** start Data in this exercise **
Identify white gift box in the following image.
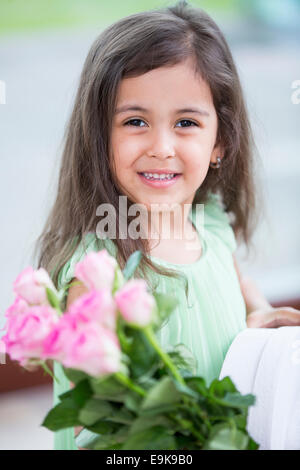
[219,326,300,450]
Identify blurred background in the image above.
[0,0,300,449]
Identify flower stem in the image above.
[143,325,185,385]
[115,372,147,397]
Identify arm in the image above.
[233,255,300,328]
[66,278,88,450]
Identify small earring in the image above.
[209,157,221,168]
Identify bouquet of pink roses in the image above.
[2,250,258,450]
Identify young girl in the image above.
[34,2,299,449]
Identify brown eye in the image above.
[177,119,197,127]
[124,119,144,127]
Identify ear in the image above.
[210,145,224,163]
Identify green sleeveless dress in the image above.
[53,194,247,450]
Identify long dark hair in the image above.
[35,1,257,298]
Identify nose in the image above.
[147,128,175,160]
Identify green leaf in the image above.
[127,328,159,380]
[123,250,142,280]
[63,367,91,385]
[106,406,135,424]
[46,287,60,310]
[217,392,255,408]
[203,423,249,450]
[141,376,180,411]
[174,379,199,401]
[93,426,129,450]
[75,429,99,449]
[90,375,127,402]
[185,376,208,397]
[209,376,238,397]
[129,415,174,435]
[167,343,197,374]
[112,265,126,294]
[78,398,113,426]
[41,398,80,431]
[86,419,120,435]
[122,426,177,450]
[71,380,93,408]
[124,392,143,413]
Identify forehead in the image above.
[117,62,213,107]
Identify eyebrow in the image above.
[115,105,209,116]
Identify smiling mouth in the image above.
[138,172,181,181]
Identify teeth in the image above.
[143,173,175,180]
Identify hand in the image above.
[246,306,300,328]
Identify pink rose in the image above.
[75,249,117,291]
[115,279,155,327]
[2,305,59,367]
[13,266,56,305]
[42,313,121,377]
[4,295,29,318]
[67,289,117,330]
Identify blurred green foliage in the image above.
[0,0,241,34]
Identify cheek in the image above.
[112,138,136,171]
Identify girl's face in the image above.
[111,62,221,210]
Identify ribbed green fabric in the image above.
[53,194,247,450]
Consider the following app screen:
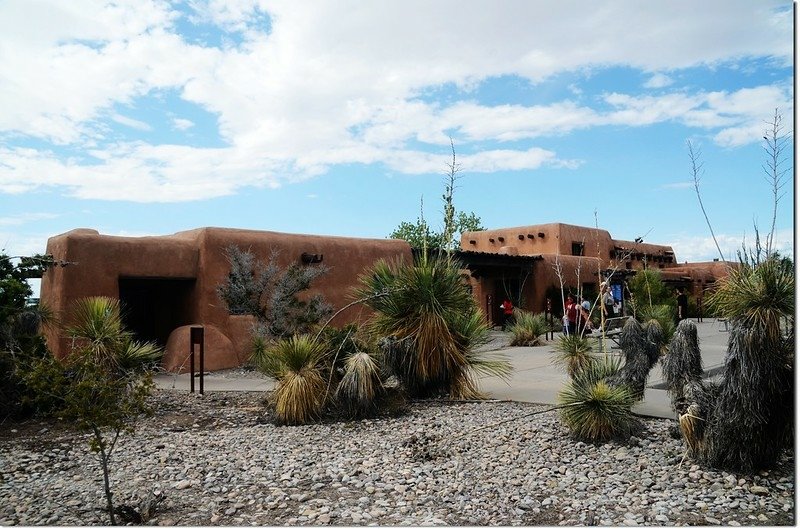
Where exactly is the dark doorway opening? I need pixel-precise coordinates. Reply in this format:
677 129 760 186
119 277 195 346
491 276 522 325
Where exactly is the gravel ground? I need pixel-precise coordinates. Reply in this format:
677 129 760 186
0 391 795 526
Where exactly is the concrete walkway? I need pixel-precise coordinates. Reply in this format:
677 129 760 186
155 318 728 418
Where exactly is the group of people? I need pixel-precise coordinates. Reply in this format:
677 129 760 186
563 282 619 335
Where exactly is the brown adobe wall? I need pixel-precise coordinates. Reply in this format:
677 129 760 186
533 255 602 313
461 223 674 270
41 228 411 370
41 229 203 358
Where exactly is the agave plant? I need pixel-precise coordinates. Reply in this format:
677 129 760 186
356 255 510 397
558 358 636 441
553 334 597 378
509 309 550 346
260 335 328 424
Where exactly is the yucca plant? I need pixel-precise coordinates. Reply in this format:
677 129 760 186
117 337 164 371
66 296 164 374
508 309 550 346
67 296 130 369
259 335 328 425
700 257 794 471
450 309 511 399
552 334 597 378
356 254 506 397
335 351 385 417
558 358 635 442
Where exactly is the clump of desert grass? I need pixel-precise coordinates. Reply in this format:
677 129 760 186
558 357 637 442
665 257 794 472
260 335 328 425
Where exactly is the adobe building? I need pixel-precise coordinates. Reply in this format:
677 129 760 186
41 228 411 370
459 223 728 323
41 223 726 371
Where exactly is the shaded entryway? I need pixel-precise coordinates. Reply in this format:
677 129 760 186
119 277 195 346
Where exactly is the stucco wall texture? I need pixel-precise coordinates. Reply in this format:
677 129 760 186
41 223 727 371
41 228 411 370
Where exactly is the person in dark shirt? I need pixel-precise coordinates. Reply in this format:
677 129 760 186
675 288 689 321
500 298 514 330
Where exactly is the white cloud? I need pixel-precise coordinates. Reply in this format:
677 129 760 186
172 118 194 130
111 114 153 131
0 212 58 227
659 182 694 189
0 0 792 201
642 73 673 88
666 229 794 263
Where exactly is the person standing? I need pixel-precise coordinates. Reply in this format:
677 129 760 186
600 282 615 319
564 296 578 335
676 287 689 321
500 298 514 330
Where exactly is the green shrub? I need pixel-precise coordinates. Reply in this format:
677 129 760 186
509 309 550 346
558 359 636 441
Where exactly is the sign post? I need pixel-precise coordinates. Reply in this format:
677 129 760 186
189 327 206 395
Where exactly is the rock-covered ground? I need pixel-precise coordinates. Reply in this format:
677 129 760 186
0 391 795 526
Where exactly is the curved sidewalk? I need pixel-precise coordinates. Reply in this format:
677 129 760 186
155 318 728 418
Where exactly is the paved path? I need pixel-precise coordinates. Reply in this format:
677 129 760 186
155 318 728 418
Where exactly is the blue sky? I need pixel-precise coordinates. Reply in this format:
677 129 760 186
0 0 794 272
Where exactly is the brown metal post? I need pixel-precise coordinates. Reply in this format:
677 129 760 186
189 332 194 393
189 327 206 395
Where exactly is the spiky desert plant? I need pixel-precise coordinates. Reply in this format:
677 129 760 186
558 358 635 441
335 351 385 416
606 318 660 400
661 320 703 416
260 335 328 424
66 296 164 375
450 310 511 399
636 305 677 347
66 296 130 370
355 254 510 397
706 257 794 470
116 337 164 371
671 257 794 472
552 334 597 378
643 320 664 366
508 309 550 346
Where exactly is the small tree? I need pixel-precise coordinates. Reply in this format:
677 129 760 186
389 138 486 251
217 246 331 340
25 297 162 525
** end Data in this exercise **
Could you reproduce all of the material above word for word, with the pictures left out?

**Expected output:**
Identify white gift box in the following image.
[219,326,300,450]
Identify blurred background in the image above.
[0,0,300,449]
Identify flower stem in the image above.
[143,325,185,385]
[115,372,147,397]
Identify arm in the image above.
[233,255,300,328]
[66,278,88,450]
Identify small earring in the image above.
[209,157,221,168]
Identify bouquet of pink roses in the image above.
[2,250,258,450]
Identify young girl in the image above.
[34,2,299,449]
Identify brown eye in the image above.
[177,119,197,127]
[124,119,144,127]
Identify ear in the image above.
[210,145,224,163]
Identify green sleeveless dress in the image above.
[53,194,247,450]
Identify long dark hair in the image above.
[35,1,257,298]
Identify nose in the image above.
[147,128,175,160]
Identify green leaf in the image above.
[127,328,159,380]
[123,250,142,280]
[63,367,91,385]
[106,406,135,424]
[46,287,60,310]
[217,392,255,408]
[203,423,249,450]
[141,376,180,411]
[174,379,199,401]
[93,426,129,450]
[75,429,99,449]
[90,375,127,402]
[185,376,208,397]
[209,376,238,397]
[129,415,174,435]
[167,343,197,374]
[112,265,126,294]
[78,398,113,426]
[41,398,80,431]
[86,419,120,435]
[122,426,177,450]
[71,380,93,408]
[124,392,143,413]
Identify forehead in the image above.
[117,62,213,107]
Identify eyebrow in the image above.
[115,105,209,116]
Identify smiling mouth in the image above.
[138,172,181,181]
Identify teeth in the image above.
[143,173,175,180]
Identify hand in the image above.
[246,306,300,328]
Identify pink rose in the image above.
[75,249,117,291]
[115,279,155,327]
[2,305,59,367]
[13,266,56,305]
[42,313,121,377]
[4,295,29,318]
[67,289,117,330]
Identify blurred green foliage in the image above.
[0,0,241,34]
Identify cheek in the image above.
[112,138,136,171]
Identify girl's face in the image above.
[111,62,221,210]
Identify ribbed green fabric in the image above.
[53,194,247,450]
Consider the following app screen:
Where exactly is the dark doorway opening? I need pixel-precise coordinates. Reply in this format:
677 129 760 186
119 277 195 346
491 276 522 325
Where exactly is the gravel ground? I need pixel-precise coordinates. Reply in this format:
677 129 760 186
0 391 795 526
Where exactly is the concrete walkway? I need pixel-precise coordinates. Reply in this format:
677 129 760 186
155 318 728 418
Where exactly is the group of people? I need pixel-precise coordinates. Reply in this format:
677 129 760 186
563 282 619 335
Where exactly is the brown adobe wall? I need pixel-precise coordinates. Reply in this format:
677 129 760 186
533 255 602 313
461 223 674 270
41 228 411 370
41 229 203 358
Where exactly is the agave plant? I need pixel-precise coordinates. Reply in this format:
677 129 760 186
356 255 510 397
558 358 636 441
553 334 597 378
509 309 550 346
260 335 328 424
Where exactly is the yucca plant? I need pixel-precise coordinates. Reply in this format:
677 129 760 186
117 337 164 371
66 296 164 374
508 309 550 346
67 296 130 369
259 335 328 425
700 257 794 471
450 309 511 399
552 334 597 378
356 254 506 397
335 351 385 417
558 358 635 442
Where exactly is the clump of desert grass? I need pixel-precise coordinates. Reply in this format:
677 129 760 186
558 357 637 442
665 257 794 472
260 335 328 425
Where exactly is the adobe building? I need pixel-precise coordinates. Reply in this format:
677 129 760 186
41 228 411 370
459 223 728 323
41 223 726 371
Where exactly is the shaded entryway? I need pixel-precise coordinates. Reply in this format:
677 129 760 186
119 277 195 346
Where exactly is the stucco wall texture? I need pixel-precise coordinates. Reply in this format:
677 129 760 186
41 223 727 371
41 228 411 370
Where exactly is the person in dark shirt? I need pixel-precise coordinates. Reply in this format:
677 129 760 186
675 288 689 321
500 298 514 330
Where exactly is the white cloud? I need pixel-precise coordinates. Reply in this format:
677 129 760 186
172 118 194 130
111 114 153 131
0 212 58 227
659 182 694 189
0 0 792 201
642 73 673 88
666 229 794 263
Where exactly is the person standing? I need pixel-precise coordinates. Reply in this format:
677 129 760 186
600 282 615 319
564 296 578 335
676 287 689 321
500 298 514 330
Where exactly is the green shrub? I need pixel-precise coordinates. Reply in this format:
677 129 760 186
509 309 550 346
558 359 636 441
Where exactly is the sign post? I need pixel-precise coordinates. Reply in this format:
677 129 760 186
189 327 206 395
Where exactly is the rock-covered ground? I need pixel-precise coordinates. Reply in this format:
677 129 760 186
0 391 795 526
Where exactly is the curved sidewalk? I need pixel-precise coordinates. Reply in this format:
677 129 760 186
155 318 728 418
Where exactly is the paved path? I need pixel-precise coordinates. Reply in this format:
677 129 760 186
155 318 728 418
Where exactly is the blue sky? I need pixel-precise coordinates. Reply in this format:
677 129 760 186
0 0 794 272
Where exactly is the brown metal post? I need pixel-precise coordinates. Reply in this format:
677 129 760 186
189 332 194 393
189 327 206 395
Where exactly is the spiky desert plant? I need pixel-precise coordinates. Reply in this format:
677 129 760 186
558 358 635 441
335 351 385 416
606 318 660 400
661 320 703 416
260 335 328 424
66 296 164 375
450 310 511 399
636 305 677 347
66 296 130 370
355 254 510 397
706 257 794 470
116 337 164 371
671 257 794 472
552 334 597 378
643 320 664 366
508 309 550 346
Where exactly is the small tree? I need pixel-precise coordinates. Reply in this format:
677 129 760 186
389 138 486 251
217 246 331 340
25 297 162 525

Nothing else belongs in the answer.